What the task asks
Rewrite every line of the records below, substituting "contours" for each occurrence of "outlines" and changing nothing else. Omit the pictures from your answer.
::: Listing
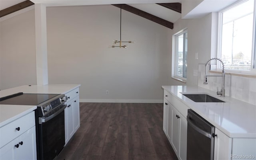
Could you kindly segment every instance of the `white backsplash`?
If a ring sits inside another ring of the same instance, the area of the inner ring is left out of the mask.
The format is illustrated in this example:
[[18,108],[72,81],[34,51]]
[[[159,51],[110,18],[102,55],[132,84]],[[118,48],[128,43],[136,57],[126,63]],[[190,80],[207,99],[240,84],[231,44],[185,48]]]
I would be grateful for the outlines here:
[[[208,65],[209,66],[209,65]],[[208,66],[208,68],[209,68]],[[204,64],[198,64],[198,86],[217,92],[221,89],[221,77],[208,77],[208,84],[204,84],[204,75],[205,72]],[[210,75],[221,75],[221,74],[209,73]],[[254,105],[256,105],[256,79],[231,75],[226,74],[225,76],[225,95],[230,96]]]

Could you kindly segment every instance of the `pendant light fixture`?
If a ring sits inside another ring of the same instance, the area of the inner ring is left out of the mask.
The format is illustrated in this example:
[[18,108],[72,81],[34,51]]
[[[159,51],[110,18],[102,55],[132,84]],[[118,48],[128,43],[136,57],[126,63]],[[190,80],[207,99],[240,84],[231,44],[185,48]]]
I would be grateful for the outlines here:
[[114,47],[119,47],[119,48],[126,48],[128,47],[128,45],[122,45],[122,43],[134,43],[135,41],[122,41],[122,4],[120,4],[120,40],[118,41],[116,40],[114,40],[113,41],[114,43],[116,44],[118,43],[119,43],[119,45],[112,45],[110,46],[110,47],[114,48]]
::::::
Written response
Could you kindly segment every instance of the `white backsplash`?
If a ring sits inside another ring of the same instance, the area of the inner ring is left out of the mask.
The format is illustrated in this example:
[[18,108],[72,81],[34,51]]
[[[159,51],[110,18],[102,55],[132,84]],[[118,48],[128,43],[136,57],[126,63]],[[190,80],[207,99],[240,84],[231,44],[185,48]]]
I would be grateful for the contours here:
[[[208,65],[209,66],[209,65]],[[208,66],[208,68],[209,68]],[[204,64],[198,64],[198,86],[217,92],[221,89],[221,77],[208,77],[208,84],[204,84],[204,75],[205,72]],[[210,75],[221,75],[221,74],[209,73]],[[254,105],[256,105],[256,79],[231,75],[226,74],[225,76],[225,95],[230,96]]]

Could you kindly segment every instance of the `pendant light fixture`?
If a ring sits inside another ring of the same instance, the area of the inner ring is left out of the mask.
The format is illustrated in this example:
[[18,108],[72,81],[34,51]]
[[[159,51],[110,18],[102,55],[132,84]],[[118,48],[128,43],[136,57],[126,63]],[[190,80],[207,99],[240,84],[231,44],[185,48]]]
I would be grateful for the contours here:
[[114,47],[119,47],[119,48],[126,48],[128,47],[128,45],[122,45],[122,43],[134,43],[135,41],[122,41],[122,4],[120,4],[120,40],[118,41],[116,40],[114,40],[113,41],[114,43],[116,44],[118,43],[119,43],[119,45],[112,45],[110,46],[110,47],[114,48]]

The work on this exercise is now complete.